● **The request**: Rewrite every line of the records below as a numbered list, leaving out blank lines.

● **Data for the task**:
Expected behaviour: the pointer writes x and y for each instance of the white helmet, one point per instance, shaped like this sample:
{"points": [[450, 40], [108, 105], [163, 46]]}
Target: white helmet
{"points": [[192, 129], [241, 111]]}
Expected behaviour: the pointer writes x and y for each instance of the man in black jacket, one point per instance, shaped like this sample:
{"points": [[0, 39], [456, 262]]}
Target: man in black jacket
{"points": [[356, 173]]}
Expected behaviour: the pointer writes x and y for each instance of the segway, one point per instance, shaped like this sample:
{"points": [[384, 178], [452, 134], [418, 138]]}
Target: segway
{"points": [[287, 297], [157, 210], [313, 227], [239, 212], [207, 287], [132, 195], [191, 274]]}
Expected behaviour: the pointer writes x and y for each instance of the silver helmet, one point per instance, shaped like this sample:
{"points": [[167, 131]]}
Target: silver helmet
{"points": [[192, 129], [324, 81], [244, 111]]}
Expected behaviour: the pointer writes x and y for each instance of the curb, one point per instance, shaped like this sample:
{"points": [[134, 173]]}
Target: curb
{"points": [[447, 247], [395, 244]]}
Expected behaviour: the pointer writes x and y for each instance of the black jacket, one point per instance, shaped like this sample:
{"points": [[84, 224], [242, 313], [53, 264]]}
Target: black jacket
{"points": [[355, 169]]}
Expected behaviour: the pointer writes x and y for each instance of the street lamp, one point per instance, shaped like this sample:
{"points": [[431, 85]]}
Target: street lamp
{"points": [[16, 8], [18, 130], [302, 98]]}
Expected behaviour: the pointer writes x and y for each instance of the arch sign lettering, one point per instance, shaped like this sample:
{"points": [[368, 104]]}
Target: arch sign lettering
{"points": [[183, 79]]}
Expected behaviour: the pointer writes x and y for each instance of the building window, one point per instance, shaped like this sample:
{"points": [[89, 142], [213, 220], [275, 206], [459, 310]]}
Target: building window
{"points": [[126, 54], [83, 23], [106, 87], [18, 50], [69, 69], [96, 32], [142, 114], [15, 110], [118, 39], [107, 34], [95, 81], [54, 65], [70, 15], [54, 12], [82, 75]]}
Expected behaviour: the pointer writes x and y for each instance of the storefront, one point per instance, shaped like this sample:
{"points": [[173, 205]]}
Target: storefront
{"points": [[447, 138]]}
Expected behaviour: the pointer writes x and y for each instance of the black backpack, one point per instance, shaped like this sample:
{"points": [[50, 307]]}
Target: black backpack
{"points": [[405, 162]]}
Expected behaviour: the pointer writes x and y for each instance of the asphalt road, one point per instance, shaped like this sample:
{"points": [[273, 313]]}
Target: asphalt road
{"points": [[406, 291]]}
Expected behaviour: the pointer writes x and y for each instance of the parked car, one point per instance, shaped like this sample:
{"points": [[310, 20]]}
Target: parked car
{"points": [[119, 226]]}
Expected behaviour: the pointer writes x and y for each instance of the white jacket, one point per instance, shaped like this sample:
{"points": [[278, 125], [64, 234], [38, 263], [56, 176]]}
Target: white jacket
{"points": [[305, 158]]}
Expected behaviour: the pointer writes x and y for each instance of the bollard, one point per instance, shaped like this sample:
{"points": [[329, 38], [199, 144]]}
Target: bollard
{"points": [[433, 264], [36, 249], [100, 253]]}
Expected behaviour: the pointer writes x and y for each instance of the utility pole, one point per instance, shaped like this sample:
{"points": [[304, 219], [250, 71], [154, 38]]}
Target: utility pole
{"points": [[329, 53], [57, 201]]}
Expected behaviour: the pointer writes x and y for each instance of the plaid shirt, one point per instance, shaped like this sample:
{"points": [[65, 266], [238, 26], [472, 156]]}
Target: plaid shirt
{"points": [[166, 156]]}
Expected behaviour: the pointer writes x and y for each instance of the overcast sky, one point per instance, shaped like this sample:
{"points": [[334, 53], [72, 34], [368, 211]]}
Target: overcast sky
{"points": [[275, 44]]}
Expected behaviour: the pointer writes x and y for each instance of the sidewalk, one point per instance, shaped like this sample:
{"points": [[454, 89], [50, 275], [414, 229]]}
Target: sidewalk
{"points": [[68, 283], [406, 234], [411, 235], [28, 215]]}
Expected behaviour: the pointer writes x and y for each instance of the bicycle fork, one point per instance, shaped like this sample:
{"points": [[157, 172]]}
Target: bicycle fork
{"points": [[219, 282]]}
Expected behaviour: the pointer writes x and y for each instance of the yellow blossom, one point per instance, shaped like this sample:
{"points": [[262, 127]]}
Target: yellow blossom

● **Right answer**:
1. Expected behaviour: the pointer writes x and y for each instance of the white helmet, one point per instance, shaped like this sample:
2. {"points": [[450, 40], [108, 105], [163, 46]]}
3. Target: white helmet
4. {"points": [[192, 129], [241, 111]]}
5. Expected behaviour: the pointer writes x and y for each instance of the man in black jacket, one point per instance, shaped like this sample:
6. {"points": [[0, 39], [456, 262]]}
7. Target: man in black jacket
8. {"points": [[356, 173]]}
9. Expected behaviour: the pointer writes x and y for each instance of the segway, one point per instance, shaped like this sample:
10. {"points": [[384, 178], [452, 134], [418, 138]]}
11. Target: segway
12. {"points": [[287, 297], [157, 210], [313, 227], [239, 212], [207, 287], [132, 195], [191, 274]]}
13. Expected behaviour: the pointer writes x and y for each instance of the silver helmet, one point per instance, shaped like this sample:
14. {"points": [[167, 131]]}
15. Target: silver helmet
16. {"points": [[192, 129], [324, 81], [244, 111]]}
17. Expected behaviour: the pointer writes x and y for each instance of the curb, one point per instance, shaped like this sample:
18. {"points": [[134, 173]]}
19. Target: curb
20. {"points": [[447, 247], [395, 244]]}
21. Expected behaviour: the pointer writes x and y for each instance of the black jacket, one point per instance, shaped like this sample:
22. {"points": [[84, 224], [242, 313], [53, 264]]}
23. Target: black jacket
24. {"points": [[355, 169]]}
25. Expected behaviour: the pointer writes x and y for each instance of the street lamp, one point per instance, shaped like this sample:
26. {"points": [[431, 85]]}
27. Target: street lamp
28. {"points": [[16, 8], [18, 130], [302, 98]]}
29. Expected behaviour: the pointer writes x and y for each instance of the arch sign lettering, one point per instance, shaped like this sample:
30. {"points": [[368, 104]]}
31. Target: arch sign lettering
32. {"points": [[183, 79]]}
33. Expected behaviour: the pointer writes x and y for each instance of the building window, one point per instance, shaped like this sample:
34. {"points": [[89, 142], [213, 220], [275, 206], [459, 310]]}
35. Target: building window
36. {"points": [[126, 54], [83, 23], [106, 87], [18, 50], [69, 69], [96, 32], [142, 114], [15, 110], [118, 39], [107, 34], [95, 81], [54, 65], [70, 15], [54, 12], [82, 75]]}
37. Expected behaviour: the pointer writes x and y for each instance of the storefront, one point per instance, shaped like this sample:
38. {"points": [[173, 205]]}
39. Target: storefront
40. {"points": [[447, 138]]}
41. Expected behaviour: the pointer writes x and y for each instance of the black backpack, one point per instance, shaped like this sample:
42. {"points": [[50, 307]]}
43. Target: black backpack
44. {"points": [[405, 162]]}
45. Expected behaviour: the pointer writes x and y for each instance of the asphalt road, one point per instance, shaped like this sample:
46. {"points": [[273, 313]]}
47. Target: asphalt road
48. {"points": [[406, 291]]}
49. Expected behaviour: the pointer writes x and y for each instance of the parked car, one point per instance, shaped like this sample:
50. {"points": [[310, 20]]}
51. Target: parked car
52. {"points": [[119, 226]]}
53. Expected behaviour: the pointer writes x and y for each instance of the white jacket, one point per instance, shaped like this sample:
54. {"points": [[278, 125], [64, 234], [38, 263], [56, 176]]}
55. Target: white jacket
56. {"points": [[305, 158]]}
57. Expected behaviour: the pointer writes x and y for each instance of the bollard, one point per instance, shaped like this sample:
58. {"points": [[329, 38], [199, 144]]}
59. Target: bollard
60. {"points": [[433, 264], [36, 249], [100, 253]]}
61. Expected behaviour: the pointer writes x and y for each instance of the utility pole, one point per instance, shaped like this sample:
62. {"points": [[304, 219], [250, 71], [154, 38]]}
63. Target: utility pole
64. {"points": [[329, 53], [57, 201]]}
65. Expected behaviour: the pointer writes x and y for each instance of the plaid shirt, one point per instance, shaped like this sample:
66. {"points": [[65, 266], [238, 26], [472, 156]]}
67. Target: plaid shirt
68. {"points": [[166, 156]]}
69. Expected behaviour: the pointer writes x and y for each instance of the overcast sky, one point per instance, shaped like this sample:
70. {"points": [[334, 53], [72, 34], [368, 211]]}
71. Target: overcast sky
72. {"points": [[275, 44]]}
73. Expected behaviour: the pointer writes x and y for each instance of the sidewalk, one point per instance, shaped like this sample:
74. {"points": [[454, 89], [50, 275], [414, 229]]}
75. Target: sidewalk
76. {"points": [[68, 283], [406, 234], [411, 235], [28, 215]]}
77. Expected behaviour: the pointer writes x and y for each instance of the bicycle fork, one point per instance, shaped like this sample:
78. {"points": [[157, 172]]}
79. Target: bicycle fork
80. {"points": [[219, 282]]}
81. Expected behaviour: the pointer writes x and y for each instance of the yellow blossom, one point per instance, shaped like this sample:
82. {"points": [[262, 127]]}
83. Target: yellow blossom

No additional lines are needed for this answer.